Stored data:
──────

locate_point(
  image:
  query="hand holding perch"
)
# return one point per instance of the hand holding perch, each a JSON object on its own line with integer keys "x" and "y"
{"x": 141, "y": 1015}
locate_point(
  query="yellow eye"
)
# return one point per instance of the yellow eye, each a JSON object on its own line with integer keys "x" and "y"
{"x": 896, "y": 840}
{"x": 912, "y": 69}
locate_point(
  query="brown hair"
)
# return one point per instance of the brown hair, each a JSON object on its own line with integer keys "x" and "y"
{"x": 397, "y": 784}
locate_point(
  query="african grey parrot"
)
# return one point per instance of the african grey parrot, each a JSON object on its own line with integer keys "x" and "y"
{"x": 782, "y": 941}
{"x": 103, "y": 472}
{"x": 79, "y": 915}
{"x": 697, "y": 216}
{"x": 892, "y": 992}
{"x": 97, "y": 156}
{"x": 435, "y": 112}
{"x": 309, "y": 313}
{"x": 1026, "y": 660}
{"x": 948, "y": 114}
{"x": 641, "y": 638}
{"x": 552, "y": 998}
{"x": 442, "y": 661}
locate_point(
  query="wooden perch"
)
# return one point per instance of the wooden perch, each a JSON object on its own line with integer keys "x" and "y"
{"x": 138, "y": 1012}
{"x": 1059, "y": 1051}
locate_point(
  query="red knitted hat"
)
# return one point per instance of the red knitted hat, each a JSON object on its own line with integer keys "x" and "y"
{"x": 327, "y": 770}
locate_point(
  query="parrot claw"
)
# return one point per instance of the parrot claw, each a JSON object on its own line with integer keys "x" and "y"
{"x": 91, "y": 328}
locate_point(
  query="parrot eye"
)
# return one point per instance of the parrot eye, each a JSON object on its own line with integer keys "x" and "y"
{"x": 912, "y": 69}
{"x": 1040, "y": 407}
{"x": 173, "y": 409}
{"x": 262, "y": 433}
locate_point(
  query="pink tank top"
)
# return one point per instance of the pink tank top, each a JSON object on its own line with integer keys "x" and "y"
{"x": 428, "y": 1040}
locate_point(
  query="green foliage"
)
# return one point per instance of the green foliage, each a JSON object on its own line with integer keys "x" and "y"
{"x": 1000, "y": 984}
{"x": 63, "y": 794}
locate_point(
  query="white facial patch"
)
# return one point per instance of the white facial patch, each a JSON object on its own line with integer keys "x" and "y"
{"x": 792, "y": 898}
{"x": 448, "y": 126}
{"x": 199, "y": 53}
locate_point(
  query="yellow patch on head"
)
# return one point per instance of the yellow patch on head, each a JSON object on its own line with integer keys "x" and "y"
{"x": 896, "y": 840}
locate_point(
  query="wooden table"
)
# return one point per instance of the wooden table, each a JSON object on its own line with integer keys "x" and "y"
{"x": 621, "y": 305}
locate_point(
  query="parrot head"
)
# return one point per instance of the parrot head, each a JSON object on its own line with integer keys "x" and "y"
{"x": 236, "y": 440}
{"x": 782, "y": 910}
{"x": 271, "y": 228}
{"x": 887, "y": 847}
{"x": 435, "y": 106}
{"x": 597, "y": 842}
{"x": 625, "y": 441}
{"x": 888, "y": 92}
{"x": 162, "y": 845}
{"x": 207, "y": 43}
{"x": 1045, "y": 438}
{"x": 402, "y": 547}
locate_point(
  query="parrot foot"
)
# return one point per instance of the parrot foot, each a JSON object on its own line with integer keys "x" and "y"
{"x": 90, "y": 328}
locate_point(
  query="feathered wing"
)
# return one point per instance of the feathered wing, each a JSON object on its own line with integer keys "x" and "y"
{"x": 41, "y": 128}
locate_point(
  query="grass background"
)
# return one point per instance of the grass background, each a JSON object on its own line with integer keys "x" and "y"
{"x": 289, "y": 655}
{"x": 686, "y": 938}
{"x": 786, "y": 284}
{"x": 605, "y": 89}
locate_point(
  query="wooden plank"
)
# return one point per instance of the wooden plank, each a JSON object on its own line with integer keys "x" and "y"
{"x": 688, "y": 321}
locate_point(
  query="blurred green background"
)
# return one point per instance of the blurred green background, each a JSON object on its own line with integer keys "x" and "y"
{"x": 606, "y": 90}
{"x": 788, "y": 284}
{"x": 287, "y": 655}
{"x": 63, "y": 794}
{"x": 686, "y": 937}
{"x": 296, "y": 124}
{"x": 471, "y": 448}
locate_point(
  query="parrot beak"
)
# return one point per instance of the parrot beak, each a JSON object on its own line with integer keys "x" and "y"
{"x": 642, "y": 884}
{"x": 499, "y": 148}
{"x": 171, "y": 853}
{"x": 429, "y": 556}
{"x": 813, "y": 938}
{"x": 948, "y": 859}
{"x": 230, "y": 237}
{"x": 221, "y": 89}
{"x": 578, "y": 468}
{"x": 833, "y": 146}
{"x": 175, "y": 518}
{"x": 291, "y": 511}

──────

**Required work:**
Give every line of the material again, exactly as it reads.

**Reply:**
locate_point(
  image:
  query="hand holding perch"
)
# return one point per instance of the hand holding perch, each a JSON object on its own line with integer keys "x" and "y"
{"x": 141, "y": 1015}
locate_point(
  query="yellow eye"
)
# return one point per instance of the yellow eye, each a JSON object on its own line with integer keys "x" and "y"
{"x": 896, "y": 840}
{"x": 912, "y": 69}
locate_point(
  query="brown hair"
)
# return one point per instance of the brown hair, each a JSON object on its own line with integer keys "x" and "y"
{"x": 397, "y": 784}
locate_point(
  query="african grey parrot"
)
# return one point per instance of the african grey parrot, each a JSON object on its own line with integer keys "x" and "y"
{"x": 782, "y": 941}
{"x": 103, "y": 472}
{"x": 79, "y": 915}
{"x": 697, "y": 216}
{"x": 892, "y": 992}
{"x": 97, "y": 156}
{"x": 435, "y": 112}
{"x": 309, "y": 313}
{"x": 1026, "y": 660}
{"x": 948, "y": 114}
{"x": 641, "y": 638}
{"x": 552, "y": 998}
{"x": 442, "y": 661}
locate_point(
  query="wooden perch"
)
# return one point per instance of the wooden perch, each a JSON object on its own line with integer keys "x" and "y"
{"x": 138, "y": 1012}
{"x": 1059, "y": 1051}
locate_point(
  query="red knitted hat"
)
# return one point per instance of the red knitted hat, each a JSON object on its own line with integer keys "x" and "y"
{"x": 327, "y": 770}
locate_point(
  query="parrot claw"
)
# return one point per instance of the parrot claw, each a JSON object on its own line with integer keys "x" and "y"
{"x": 91, "y": 328}
locate_point(
  query="parrot eye"
)
# return one point per instance of the parrot eye, each a JSON object on its own line with integer keys "x" and "y"
{"x": 912, "y": 69}
{"x": 1040, "y": 407}
{"x": 173, "y": 409}
{"x": 262, "y": 433}
locate_point(
  query="pink tank top"
)
# return one point per instance of the pink tank top, each a JSON object on its own line with integer keys "x" and "y"
{"x": 428, "y": 1040}
locate_point(
  query="green foliage"
)
# return one point per instance of the green foliage, each a JSON object on its own line with integer keys "x" and "y"
{"x": 1000, "y": 984}
{"x": 63, "y": 794}
locate_point(
  query="white facial patch"
)
# return one point per instance of the white facial patch, each a JSON object on its own line with integer keys "x" and "y"
{"x": 792, "y": 898}
{"x": 448, "y": 126}
{"x": 199, "y": 53}
locate_point(
  query="yellow patch on head"
)
# return one point per instance of the yellow patch on head, each a JSON object on its own line with integer keys "x" and "y"
{"x": 896, "y": 840}
locate_point(
  query="wooden table"
)
# return one point per instance of the wooden table, each a JSON object on its own line with integer keys "x" and "y"
{"x": 621, "y": 305}
locate_point(
  query="parrot head"
)
# return one point per instance of the parrot head, each a JSON object on its own line with integer keys "x" and "y"
{"x": 236, "y": 440}
{"x": 782, "y": 910}
{"x": 271, "y": 228}
{"x": 887, "y": 847}
{"x": 435, "y": 106}
{"x": 597, "y": 842}
{"x": 625, "y": 441}
{"x": 888, "y": 92}
{"x": 162, "y": 845}
{"x": 207, "y": 43}
{"x": 1045, "y": 438}
{"x": 402, "y": 547}
locate_point(
  query="parrot foot"
)
# return one point per instance of the parrot foot, each a JSON object on its own line with integer keys "x" and "y"
{"x": 90, "y": 328}
locate_point(
  query="feathered wing"
)
# return one point per instance of the feathered wing, each a JSON object on its own line with integer keys "x" and "y"
{"x": 41, "y": 128}
locate_point(
  query="grass background"
)
# return one point per instance of the grass background, each a JSON object on its own line with integer keys "x" and "y"
{"x": 289, "y": 655}
{"x": 686, "y": 938}
{"x": 786, "y": 284}
{"x": 605, "y": 89}
locate_point(
  query="wooden plank"
)
# return one point per instance of the wooden plank, each a JSON object on its own line with integer keys "x" and "y"
{"x": 688, "y": 321}
locate_point(
  query="blurred green background"
)
# return one point per instance of the blurred green background, each a JSON object on its own line with integer keys "x" and "y"
{"x": 606, "y": 90}
{"x": 788, "y": 284}
{"x": 287, "y": 655}
{"x": 63, "y": 794}
{"x": 686, "y": 937}
{"x": 296, "y": 124}
{"x": 471, "y": 448}
locate_point(
  query="parrot beak"
)
# return one point per instance of the parrot beak, each a JSON object on its own line with integer keys "x" and "y"
{"x": 642, "y": 884}
{"x": 499, "y": 148}
{"x": 171, "y": 853}
{"x": 429, "y": 556}
{"x": 813, "y": 938}
{"x": 948, "y": 859}
{"x": 230, "y": 237}
{"x": 221, "y": 89}
{"x": 578, "y": 468}
{"x": 833, "y": 146}
{"x": 175, "y": 518}
{"x": 291, "y": 511}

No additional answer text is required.